• _AIM OF THE TASK_:
Count the lines in the entries below that contain the string "tailgate", treating uppercase and lowercase as different. Give only the number.

• _TASK INPUTS_:

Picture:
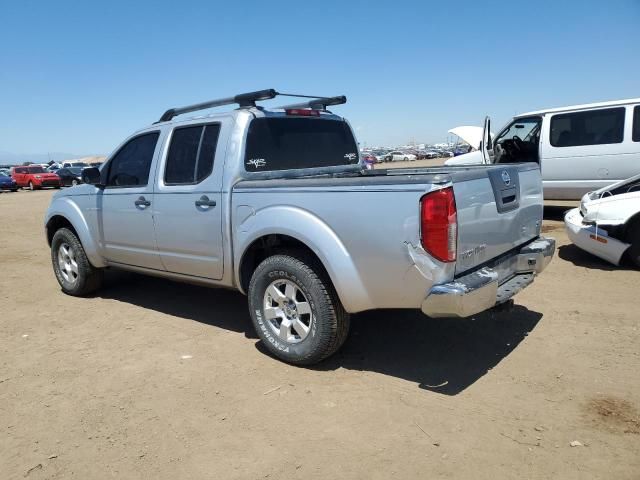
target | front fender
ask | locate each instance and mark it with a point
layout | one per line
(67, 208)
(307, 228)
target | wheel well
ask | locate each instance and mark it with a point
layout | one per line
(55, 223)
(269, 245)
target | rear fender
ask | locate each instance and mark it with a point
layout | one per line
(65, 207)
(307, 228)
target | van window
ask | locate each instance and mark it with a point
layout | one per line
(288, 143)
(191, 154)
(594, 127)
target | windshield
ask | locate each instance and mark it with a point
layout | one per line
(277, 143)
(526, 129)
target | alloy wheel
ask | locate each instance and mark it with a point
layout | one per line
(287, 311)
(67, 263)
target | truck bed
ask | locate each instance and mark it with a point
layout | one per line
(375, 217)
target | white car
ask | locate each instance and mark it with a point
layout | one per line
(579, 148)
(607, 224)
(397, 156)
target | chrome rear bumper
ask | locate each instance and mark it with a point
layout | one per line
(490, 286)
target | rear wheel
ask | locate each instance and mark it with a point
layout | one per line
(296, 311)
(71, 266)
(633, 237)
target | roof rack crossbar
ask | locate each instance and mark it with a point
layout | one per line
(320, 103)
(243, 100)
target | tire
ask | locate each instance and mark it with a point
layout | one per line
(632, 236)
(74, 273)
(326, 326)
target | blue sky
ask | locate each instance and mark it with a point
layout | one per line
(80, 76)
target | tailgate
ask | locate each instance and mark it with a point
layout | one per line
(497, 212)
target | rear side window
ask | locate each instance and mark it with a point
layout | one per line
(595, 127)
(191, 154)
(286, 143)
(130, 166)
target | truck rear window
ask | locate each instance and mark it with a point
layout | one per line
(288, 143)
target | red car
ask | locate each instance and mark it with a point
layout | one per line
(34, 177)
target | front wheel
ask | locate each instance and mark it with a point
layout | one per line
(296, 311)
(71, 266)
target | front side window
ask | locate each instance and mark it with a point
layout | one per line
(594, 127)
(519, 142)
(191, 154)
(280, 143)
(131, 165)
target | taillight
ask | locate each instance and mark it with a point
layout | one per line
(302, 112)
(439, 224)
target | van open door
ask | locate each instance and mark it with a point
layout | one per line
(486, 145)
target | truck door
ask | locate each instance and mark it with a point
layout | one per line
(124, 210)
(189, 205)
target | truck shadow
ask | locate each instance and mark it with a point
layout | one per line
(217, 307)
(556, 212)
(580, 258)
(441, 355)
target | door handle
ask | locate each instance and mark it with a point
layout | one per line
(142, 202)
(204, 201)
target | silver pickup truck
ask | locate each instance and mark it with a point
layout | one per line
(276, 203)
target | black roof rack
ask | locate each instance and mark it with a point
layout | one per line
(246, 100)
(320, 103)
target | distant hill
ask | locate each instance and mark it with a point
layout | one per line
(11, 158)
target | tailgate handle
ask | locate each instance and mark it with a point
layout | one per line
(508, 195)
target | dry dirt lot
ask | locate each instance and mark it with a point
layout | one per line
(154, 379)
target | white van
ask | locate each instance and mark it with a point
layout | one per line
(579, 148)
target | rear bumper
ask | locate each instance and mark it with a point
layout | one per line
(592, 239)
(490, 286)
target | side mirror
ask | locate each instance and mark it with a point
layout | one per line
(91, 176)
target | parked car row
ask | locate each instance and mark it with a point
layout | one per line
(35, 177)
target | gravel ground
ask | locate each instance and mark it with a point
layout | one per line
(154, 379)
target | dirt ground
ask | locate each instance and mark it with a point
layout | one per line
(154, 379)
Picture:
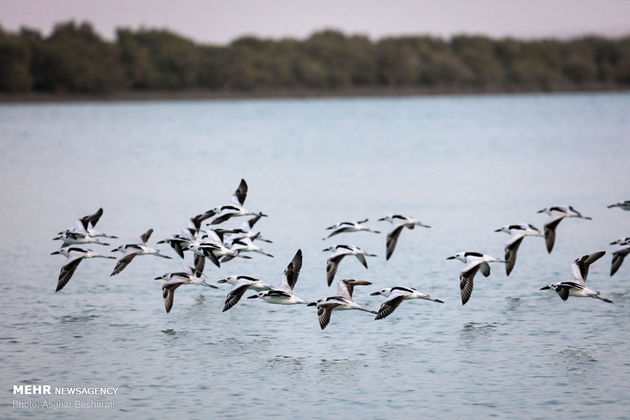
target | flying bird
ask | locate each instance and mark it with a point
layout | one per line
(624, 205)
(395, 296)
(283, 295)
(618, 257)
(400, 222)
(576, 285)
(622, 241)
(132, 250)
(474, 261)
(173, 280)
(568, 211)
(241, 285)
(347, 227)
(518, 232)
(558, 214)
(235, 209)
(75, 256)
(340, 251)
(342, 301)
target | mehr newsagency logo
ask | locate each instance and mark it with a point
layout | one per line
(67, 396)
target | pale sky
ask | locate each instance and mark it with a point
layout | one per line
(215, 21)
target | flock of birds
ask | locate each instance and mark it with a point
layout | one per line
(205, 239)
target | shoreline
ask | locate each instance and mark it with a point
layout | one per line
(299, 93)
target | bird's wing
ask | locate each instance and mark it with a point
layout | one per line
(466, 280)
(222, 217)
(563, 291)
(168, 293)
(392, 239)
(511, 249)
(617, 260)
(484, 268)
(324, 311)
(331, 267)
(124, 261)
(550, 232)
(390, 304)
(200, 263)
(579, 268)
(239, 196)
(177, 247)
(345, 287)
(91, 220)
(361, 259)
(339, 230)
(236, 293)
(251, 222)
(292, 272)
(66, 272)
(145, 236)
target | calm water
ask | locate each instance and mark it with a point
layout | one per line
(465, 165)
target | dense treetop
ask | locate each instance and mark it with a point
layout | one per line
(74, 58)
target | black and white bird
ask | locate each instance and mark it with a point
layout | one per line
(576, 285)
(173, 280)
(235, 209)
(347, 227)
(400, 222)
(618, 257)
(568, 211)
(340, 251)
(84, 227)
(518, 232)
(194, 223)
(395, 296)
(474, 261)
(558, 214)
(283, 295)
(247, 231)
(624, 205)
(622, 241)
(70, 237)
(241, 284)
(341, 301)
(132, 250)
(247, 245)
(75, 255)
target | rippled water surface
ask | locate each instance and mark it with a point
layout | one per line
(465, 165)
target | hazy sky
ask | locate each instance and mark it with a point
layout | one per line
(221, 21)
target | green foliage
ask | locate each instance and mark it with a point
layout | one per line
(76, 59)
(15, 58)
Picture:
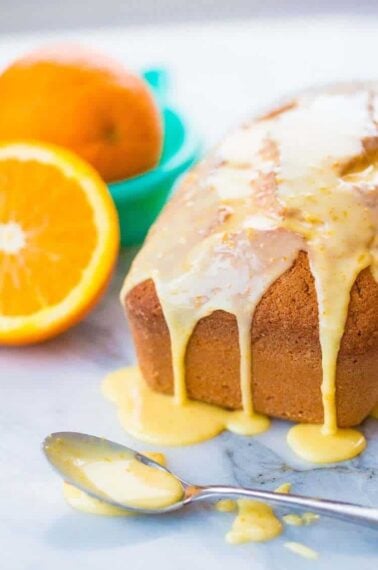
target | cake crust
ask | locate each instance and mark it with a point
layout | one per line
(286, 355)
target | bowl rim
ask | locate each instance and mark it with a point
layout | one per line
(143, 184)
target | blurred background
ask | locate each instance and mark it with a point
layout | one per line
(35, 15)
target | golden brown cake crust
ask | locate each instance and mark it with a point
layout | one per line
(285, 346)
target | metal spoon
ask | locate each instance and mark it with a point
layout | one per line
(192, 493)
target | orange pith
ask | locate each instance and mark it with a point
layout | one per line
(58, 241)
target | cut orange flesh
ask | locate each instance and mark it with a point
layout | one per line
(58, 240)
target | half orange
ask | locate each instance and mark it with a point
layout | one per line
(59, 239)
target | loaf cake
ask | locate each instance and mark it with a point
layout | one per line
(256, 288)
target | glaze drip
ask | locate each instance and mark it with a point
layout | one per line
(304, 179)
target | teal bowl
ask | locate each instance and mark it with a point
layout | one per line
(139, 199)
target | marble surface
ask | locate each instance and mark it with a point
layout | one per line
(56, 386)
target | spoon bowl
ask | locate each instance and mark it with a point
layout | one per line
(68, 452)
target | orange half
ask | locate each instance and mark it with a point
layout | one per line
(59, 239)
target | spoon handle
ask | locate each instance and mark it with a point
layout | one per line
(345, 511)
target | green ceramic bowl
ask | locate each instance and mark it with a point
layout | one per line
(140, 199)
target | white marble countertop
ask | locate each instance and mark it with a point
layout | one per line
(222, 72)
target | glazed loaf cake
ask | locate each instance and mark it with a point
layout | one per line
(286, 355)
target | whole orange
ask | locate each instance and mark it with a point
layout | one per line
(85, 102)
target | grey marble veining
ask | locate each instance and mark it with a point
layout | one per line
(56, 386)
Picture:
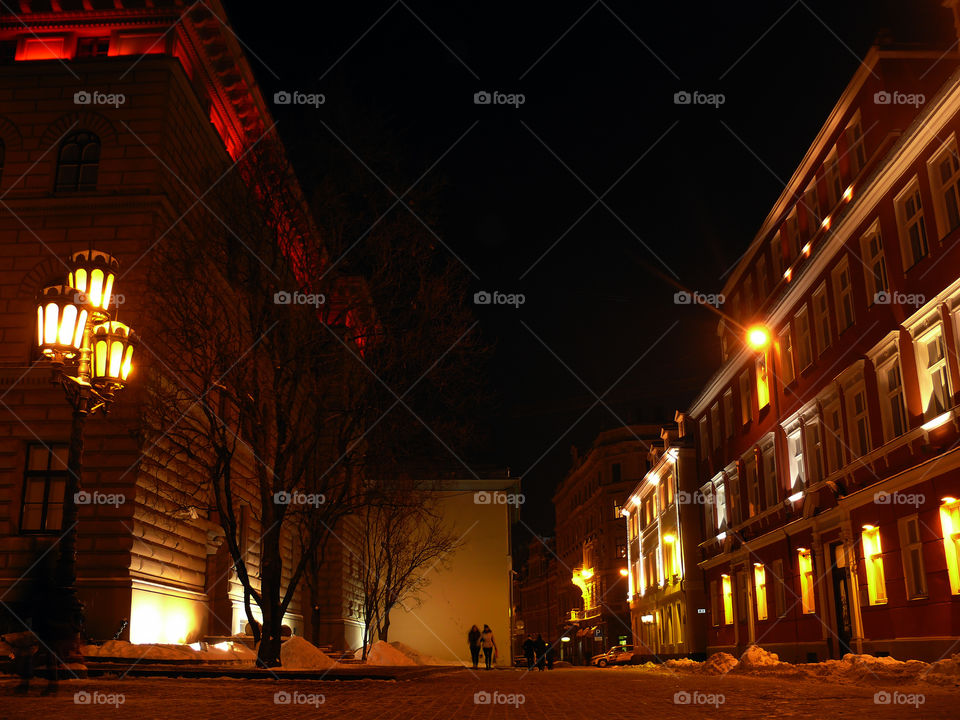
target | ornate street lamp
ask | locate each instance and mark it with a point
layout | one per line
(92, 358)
* * *
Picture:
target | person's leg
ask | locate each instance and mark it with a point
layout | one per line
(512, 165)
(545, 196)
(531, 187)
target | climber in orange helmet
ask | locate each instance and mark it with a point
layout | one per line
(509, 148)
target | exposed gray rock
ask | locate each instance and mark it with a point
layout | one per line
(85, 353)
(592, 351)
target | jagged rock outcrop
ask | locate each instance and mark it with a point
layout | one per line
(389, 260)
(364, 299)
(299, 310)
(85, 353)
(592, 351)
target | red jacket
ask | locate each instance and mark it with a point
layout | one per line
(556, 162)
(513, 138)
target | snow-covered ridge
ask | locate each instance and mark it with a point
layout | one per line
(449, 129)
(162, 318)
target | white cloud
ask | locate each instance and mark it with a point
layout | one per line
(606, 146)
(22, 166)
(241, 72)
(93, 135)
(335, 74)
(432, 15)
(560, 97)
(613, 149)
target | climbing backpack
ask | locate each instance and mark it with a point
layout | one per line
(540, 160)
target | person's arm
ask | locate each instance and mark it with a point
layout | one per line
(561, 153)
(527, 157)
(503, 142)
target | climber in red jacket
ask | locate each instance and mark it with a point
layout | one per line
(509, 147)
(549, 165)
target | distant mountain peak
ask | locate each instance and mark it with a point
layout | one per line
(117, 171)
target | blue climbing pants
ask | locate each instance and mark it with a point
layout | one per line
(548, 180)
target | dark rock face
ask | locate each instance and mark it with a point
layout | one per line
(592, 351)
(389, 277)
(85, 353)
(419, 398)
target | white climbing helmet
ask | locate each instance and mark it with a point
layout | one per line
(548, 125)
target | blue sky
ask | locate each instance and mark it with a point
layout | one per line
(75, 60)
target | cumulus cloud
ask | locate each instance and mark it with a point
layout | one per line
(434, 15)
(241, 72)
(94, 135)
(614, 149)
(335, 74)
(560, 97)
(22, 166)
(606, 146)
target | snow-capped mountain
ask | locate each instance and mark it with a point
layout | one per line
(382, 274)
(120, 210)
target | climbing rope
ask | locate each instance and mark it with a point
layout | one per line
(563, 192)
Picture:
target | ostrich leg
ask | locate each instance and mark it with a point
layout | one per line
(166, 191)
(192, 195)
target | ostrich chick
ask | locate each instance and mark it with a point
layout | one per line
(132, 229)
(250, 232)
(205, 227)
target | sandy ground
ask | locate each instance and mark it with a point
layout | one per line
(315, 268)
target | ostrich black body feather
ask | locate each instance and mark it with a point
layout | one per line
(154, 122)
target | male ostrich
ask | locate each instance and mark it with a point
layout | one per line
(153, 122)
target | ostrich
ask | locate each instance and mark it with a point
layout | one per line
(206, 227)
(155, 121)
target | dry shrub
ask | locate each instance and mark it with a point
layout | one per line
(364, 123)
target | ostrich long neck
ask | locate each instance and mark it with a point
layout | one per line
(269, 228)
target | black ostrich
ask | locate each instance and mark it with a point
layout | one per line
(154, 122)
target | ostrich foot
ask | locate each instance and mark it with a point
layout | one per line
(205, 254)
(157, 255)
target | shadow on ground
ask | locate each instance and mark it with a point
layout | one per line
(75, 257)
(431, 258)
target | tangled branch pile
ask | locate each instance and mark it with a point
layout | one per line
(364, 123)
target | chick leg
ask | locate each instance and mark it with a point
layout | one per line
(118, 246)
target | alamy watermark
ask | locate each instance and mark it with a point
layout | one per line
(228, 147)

• _CORRECT ANSWER_:
2